(EXERCISE INSTRUCTIONS):
Lay out every line of the rows below as a Markdown table with the columns No. and Line, where No. is the line's number and blank lines are skipped. Leave the pictures out.

(ENTRIES SUPPLIED):
····················

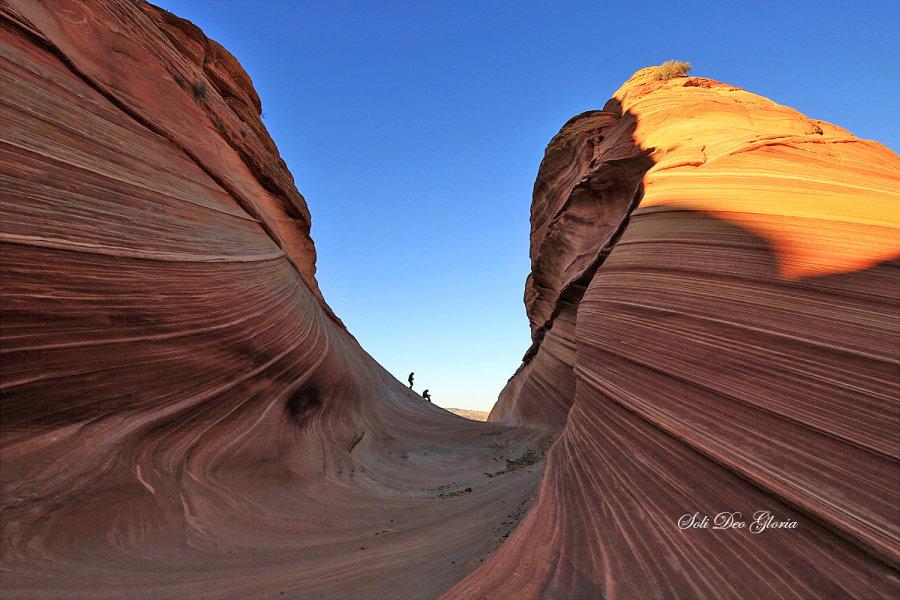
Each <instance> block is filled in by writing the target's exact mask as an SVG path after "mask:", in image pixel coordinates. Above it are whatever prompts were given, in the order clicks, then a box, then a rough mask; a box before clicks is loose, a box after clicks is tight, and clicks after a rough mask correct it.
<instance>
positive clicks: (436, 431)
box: [0, 0, 546, 600]
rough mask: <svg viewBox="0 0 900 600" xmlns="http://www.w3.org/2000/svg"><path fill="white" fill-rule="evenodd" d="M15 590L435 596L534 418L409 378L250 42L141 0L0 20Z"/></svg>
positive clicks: (70, 593)
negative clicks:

····················

(RESPONSE AREA):
| No. | Line |
|---|---|
| 1 | Each <instance> block is filled in by writing the target's exact mask as an SVG path after "mask:", in image pixel coordinates. Above it are whatever prompts were given, in the order clicks, then a box, then a rough mask; a box before clicks is loose, a box after clicks is tight, and clicks after a rough mask correct it. |
| 2 | <instance> |
| 3 | positive clicks: (436, 431) |
| 4 | box: [0, 0, 546, 600] |
| 5 | rough mask: <svg viewBox="0 0 900 600" xmlns="http://www.w3.org/2000/svg"><path fill="white" fill-rule="evenodd" d="M15 590L435 596L534 418L409 378L250 42L141 0L0 20Z"/></svg> |
| 6 | positive clicks: (70, 593) |
| 7 | negative clicks: |